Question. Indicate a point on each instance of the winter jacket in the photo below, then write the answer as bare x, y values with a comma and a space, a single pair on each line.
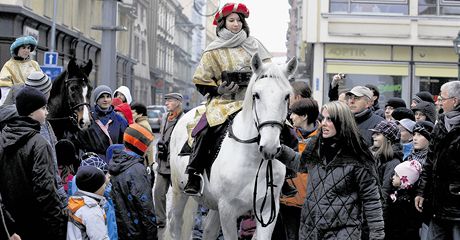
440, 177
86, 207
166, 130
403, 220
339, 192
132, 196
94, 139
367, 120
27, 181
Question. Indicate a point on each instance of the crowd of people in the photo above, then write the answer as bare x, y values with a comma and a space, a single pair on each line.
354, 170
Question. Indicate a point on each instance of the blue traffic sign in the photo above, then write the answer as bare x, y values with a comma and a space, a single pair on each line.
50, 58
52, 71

---

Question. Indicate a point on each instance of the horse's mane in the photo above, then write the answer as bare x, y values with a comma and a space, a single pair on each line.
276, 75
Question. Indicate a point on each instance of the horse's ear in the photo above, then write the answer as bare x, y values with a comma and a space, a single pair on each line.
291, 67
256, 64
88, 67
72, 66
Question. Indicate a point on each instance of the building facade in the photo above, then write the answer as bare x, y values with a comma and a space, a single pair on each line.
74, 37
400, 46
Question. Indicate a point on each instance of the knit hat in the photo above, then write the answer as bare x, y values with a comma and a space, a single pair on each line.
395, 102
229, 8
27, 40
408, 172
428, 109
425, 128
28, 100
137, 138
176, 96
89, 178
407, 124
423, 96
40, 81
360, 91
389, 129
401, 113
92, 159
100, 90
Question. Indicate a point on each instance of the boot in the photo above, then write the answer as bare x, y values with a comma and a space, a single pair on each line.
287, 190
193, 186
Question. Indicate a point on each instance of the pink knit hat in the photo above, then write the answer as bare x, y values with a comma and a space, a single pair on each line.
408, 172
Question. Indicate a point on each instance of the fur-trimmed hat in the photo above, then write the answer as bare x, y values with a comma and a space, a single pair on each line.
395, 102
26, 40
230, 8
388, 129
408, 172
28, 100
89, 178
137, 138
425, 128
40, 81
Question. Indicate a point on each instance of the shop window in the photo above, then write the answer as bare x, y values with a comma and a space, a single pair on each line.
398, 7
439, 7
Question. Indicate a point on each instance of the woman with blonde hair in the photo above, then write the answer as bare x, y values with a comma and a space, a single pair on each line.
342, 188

...

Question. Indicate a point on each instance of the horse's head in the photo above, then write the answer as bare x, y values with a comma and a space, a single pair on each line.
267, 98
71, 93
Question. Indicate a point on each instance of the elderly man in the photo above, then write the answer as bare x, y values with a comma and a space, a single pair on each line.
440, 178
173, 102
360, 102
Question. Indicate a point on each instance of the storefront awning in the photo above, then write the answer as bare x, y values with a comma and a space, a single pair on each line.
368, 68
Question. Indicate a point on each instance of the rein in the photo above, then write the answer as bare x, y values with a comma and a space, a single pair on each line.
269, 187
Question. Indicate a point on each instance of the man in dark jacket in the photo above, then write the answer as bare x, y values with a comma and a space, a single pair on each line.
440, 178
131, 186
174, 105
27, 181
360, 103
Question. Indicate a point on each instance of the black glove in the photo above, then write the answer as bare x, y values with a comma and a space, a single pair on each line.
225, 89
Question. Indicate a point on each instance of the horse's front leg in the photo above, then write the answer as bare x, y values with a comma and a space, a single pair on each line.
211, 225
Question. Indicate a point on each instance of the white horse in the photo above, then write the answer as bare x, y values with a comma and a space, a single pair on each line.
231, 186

▶ [Exercise]: Identify each line in the rows above that contains the string "jacket", and copy those lines in full.

▶ [Solution]:
Question. Indicate a point on each instance of the winter jacket in the photo below, then write the answer as bare x, y values with a comma and a space, a single pair on each line.
Question. Indicate a point on each instance of the man in dark jacket in the photo above, then write the answer as bare x, y values with a comma and a space, a single pair on each line.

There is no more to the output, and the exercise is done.